DOCUMENT PASSAGE:
--
The process produces a very dense coating having a nanoscale microstructure (Fig. 2), giving Keronite on aluminum the performance characteristics of alumina. The coating has very good wear and corrosion resistance, and also functions as an effective thermal barrier in a variety of applications.
The ceramic coating consists of two distinct layers. The fused layer closest to the substrate is very hard and dense, providing excellent protection against corrosion and wear. Depending upon the alloy used and the thickness of the coating applied, the hardness of Keronite on aluminum can reach 2,000 HV, at least three times harder than hard anodizing. Independent tests have demonstrated that the coating is seven times more wear resistant and far less prone to cracking than hard anodizing, and that it easily outperforms electroless nickel in ball-on-disk tests.
In addition to this dense, protective layer, the coating has a thinner, porous outer layer, which provides an ideal base for impregnation with decorative topcoats such as paints and lacquers. It also can be used to form composite coatings with PTFE (polytetrafluoroethylene), adhesives, lubricants or other metals. Together, the two layers have the qualities required for the best functional and decorative coatings.
As an immersion process, Keronite has much greater throwing power than plasma-sprayed ceramic coating systems and is, therefore, ideal for applying a protective coating to the inner surfaces of even the most complex shapes. Because the ceramic layer is produced by converting the substrate itself, it is attached to the substrate alloy by means of a strong atomic bond. As a result, the adhesion properties of the Keronite layer are similar to the fracture strength of aluminum itself and the risk of delamination is reduced considerably.
Keronite Ltd. provides unique surface solutions that enable designers to use lightweight metal alloys in the most demanding environments. Applications range from automotive and aerospace components to eyewear, architectural cladding and consumer electronics.
--
COLLECTED MATERIAL:
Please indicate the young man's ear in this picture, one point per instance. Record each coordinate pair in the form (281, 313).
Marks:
--
PARTS OF THE EXERCISE:
#1 List every material that the Keronite coating passage says the porous outer layer can be combined with to form composite coatings.
#2 Echo a portion of the Keronite coating passage word for word: begin at the words "The process produces" and stop after the words "variety of applications.".
#3 Proceed with the passage on Keronite coatings, writing on from its final sentence.

ANSWERS BELOW:
#1
- PTFE (polytetrafluoroethylene)
- adhesives
- lubricants
- other metals

#2
The process produces a very dense coating having a nanoscale microstructure (Fig. 2), giving Keronite on aluminum the performance characteristics of alumina. The coating has very good wear and corrosion resistance, and also functions as an effective thermal barrier in a variety of applications.

#3
Keronite PEO coating properties allow its use as a thermal barrier. Its thermomechanical characteristics are of particular interest in those applications where components are likely to be exposed to high temperatures or repeated thermal cycling. Such environmental conditions often give rise to adhesion problems and residual stress, but PEO coatings offer an ideal solution due to their good adhesion and low residual stresses.
These coating properties are due in part to the way in which the coatings are formed and by the resulting microstructure. The coatings clearly benefit from the way in which the substrate is subjected to high temperatures, high pressure and high rates of cooling during the production process, but they also benefit from localized stress relief and annealing due to subsequent events.
Keronite on aluminum reduces the thermal conductivity significantly to approximately 1.6 +/-0.3 W/m/K, which is less than 10% of that of compressed alumina ceramic and around 1% that of the parent metal. In the case of hard anodizing, the thermal conductivity remains around 10% that of aluminum at 10 W/m/K. By reducing the thermal conductivity, the coatings function as excellent thermal insulators, reducing the surface temperature of the underlying aluminum alloy by around 30°C (54°F) during transient heating conditions.
Researchers at University of Cambridge have demonstrated the thermal stability of the coatings on aluminum at temperatures to 1400°C (2550°F); there is no significant change in the coating after heating to 1400°C and cooling to room temperature.
Tests conducted at TWI (The Welding Institute, Cambridge, UK; www.twi.co.uk) demonstrated that Keronite ceramic can also be used to improve the shock resistance of an aluminum component. For example, a 60-µm thick coating on 6082 aluminium alloy was subjected to alternate immersion in boiling water (100°C (212°F) and liquid nitrogen (-196°C, or -320°F) for 30 seconds in each bath, and this operation was repeated 50 times. There was no sign of delamination or cracking, even around the edges of the coating. Similar tests were carried out using AA 2219 rolled plate aluminum alloy and showed that Keronite ceramic retains its integrity and original microstructures with good adhesion and cohesion and high hardness even after exposure to extreme thermal shock.
Resistance to thermal shock is largely determined by the difference between the thermal expansion properties of the coating and the substrate. In the case of Keronite, the thermal expansion coefficient can be almost ten times lower than that of the substrate. By comparison, hard anodized coatings have a thermal expansion that is only around five times lower than that of aluminum.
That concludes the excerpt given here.